Exercise instructions:
Copy the records below word for word, from the line containing "of the grey" through the last line of the records, both included.

^^^^

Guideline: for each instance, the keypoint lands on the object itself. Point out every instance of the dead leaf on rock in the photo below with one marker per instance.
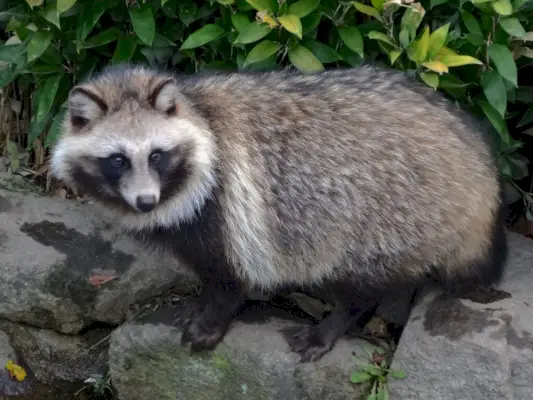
(99, 280)
(15, 371)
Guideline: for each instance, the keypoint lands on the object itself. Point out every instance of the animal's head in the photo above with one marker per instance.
(132, 141)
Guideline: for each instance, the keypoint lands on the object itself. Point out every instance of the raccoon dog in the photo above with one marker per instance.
(355, 181)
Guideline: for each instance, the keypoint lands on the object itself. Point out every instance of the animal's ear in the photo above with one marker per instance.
(85, 106)
(164, 96)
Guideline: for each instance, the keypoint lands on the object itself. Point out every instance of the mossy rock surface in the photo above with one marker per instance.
(253, 362)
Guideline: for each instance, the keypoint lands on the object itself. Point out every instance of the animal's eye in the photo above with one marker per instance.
(155, 157)
(117, 160)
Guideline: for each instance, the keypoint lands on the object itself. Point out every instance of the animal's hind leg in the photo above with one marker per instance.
(353, 308)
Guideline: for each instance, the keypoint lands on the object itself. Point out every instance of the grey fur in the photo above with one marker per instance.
(359, 174)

^^^^

Result below:
Guideline: for each instance, the keypoint lands on the object itself. Point out every instance of the grey fur in the photo above with one marker per instance.
(359, 174)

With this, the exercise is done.